BRIEF: Reproduce the entries in full, with no changes.

>> Start

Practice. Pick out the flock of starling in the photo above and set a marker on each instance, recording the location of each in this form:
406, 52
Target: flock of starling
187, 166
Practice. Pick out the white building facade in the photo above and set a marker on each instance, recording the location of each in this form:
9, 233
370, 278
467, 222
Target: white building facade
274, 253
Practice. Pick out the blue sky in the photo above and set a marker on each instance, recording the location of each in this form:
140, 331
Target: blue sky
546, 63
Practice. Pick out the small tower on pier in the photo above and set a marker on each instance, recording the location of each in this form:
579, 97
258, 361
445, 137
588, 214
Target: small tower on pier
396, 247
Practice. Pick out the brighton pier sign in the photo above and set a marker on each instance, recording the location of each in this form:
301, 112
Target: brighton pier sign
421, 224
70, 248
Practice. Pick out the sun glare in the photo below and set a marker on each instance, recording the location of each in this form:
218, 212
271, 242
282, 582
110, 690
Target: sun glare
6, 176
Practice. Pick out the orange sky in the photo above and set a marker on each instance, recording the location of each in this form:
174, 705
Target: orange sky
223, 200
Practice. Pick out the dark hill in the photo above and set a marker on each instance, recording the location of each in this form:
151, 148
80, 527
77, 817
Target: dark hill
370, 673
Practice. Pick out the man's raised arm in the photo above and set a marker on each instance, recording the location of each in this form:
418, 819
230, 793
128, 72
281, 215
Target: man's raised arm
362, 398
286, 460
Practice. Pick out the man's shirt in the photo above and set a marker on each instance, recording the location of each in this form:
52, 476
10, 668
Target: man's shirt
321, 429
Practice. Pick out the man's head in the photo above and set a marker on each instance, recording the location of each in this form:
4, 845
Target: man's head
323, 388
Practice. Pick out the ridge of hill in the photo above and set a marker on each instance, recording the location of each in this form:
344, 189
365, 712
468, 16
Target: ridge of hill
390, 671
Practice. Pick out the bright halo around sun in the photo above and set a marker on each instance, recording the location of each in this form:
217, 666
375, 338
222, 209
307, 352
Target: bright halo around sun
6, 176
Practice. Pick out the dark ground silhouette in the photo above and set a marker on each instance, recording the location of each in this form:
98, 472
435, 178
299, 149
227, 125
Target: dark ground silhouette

>> End

TASK ANSWER:
Practice. Pick out the flock of starling in the photo above and set a marker on each instance, recording the location of each in this form:
406, 52
Target: flock of starling
187, 166
Practice. Pick out the white building facade in the photo above and set a marker on each instance, recording the location of each in this form:
9, 233
370, 278
467, 222
Target: white building facade
274, 253
Practice. Pick out the blue sky in the photo above and set a marker on each instance, recording the location of each in this form:
140, 331
Target: blue sky
546, 63
Practice. Pick out the small tower on pier in the photo above and set a marker on each instance, recording the location of each in this form:
579, 97
258, 361
445, 137
588, 214
Target: small tower on pier
396, 247
Practice. Pick out the brighton pier sign in the photo above and set a marker on each instance, recording the location of each in this form:
301, 112
Target: brighton pier sign
421, 224
70, 248
Practice. Pick out the sun glare in the photo below and set a marker on each instance, recording the location of each in this form:
218, 212
271, 242
282, 582
110, 690
Target: sun glare
6, 176
Practice. Pick out the orange sky in the photo above and set a marker on each instance, recording the location of each in this form:
174, 705
Target: orange sky
223, 200
Practice. Pick out the dark hill in the photo above and set a marker on each instance, recording the location of each in this form:
151, 148
80, 527
77, 817
Target: dark hill
370, 673
Practice. Pick out the man's raised arm in the photo above and set a marker on each instance, recording the location of each in this form:
418, 819
230, 793
128, 72
281, 215
Target: man's raised arm
362, 398
286, 460
Practice. Pick out the man's shirt in the photo above and set a marker on each instance, recording the location of each in this form:
52, 476
10, 668
Target: man's shirt
321, 429
Practice. Pick out the man's head in the photo above and set a marker on each instance, recording the location of each in this form:
4, 845
Target: man's head
323, 388
Practice. Pick out the ridge of hill in the photo above and set a marker on each instance, recording the location of each in this form:
344, 189
365, 712
468, 16
Target: ridge of hill
390, 671
Practice. Pick out the bright halo around sun in the photo above and set a marker on each instance, recording the location of each in this form:
217, 666
375, 338
222, 209
307, 352
Target: bright halo around sun
6, 176
Practice. Pick out the dark ground silhouette in the photo above and set a marker on each instance, recording the location of each in this form:
98, 472
435, 178
299, 149
227, 125
Target: dark ground silhouette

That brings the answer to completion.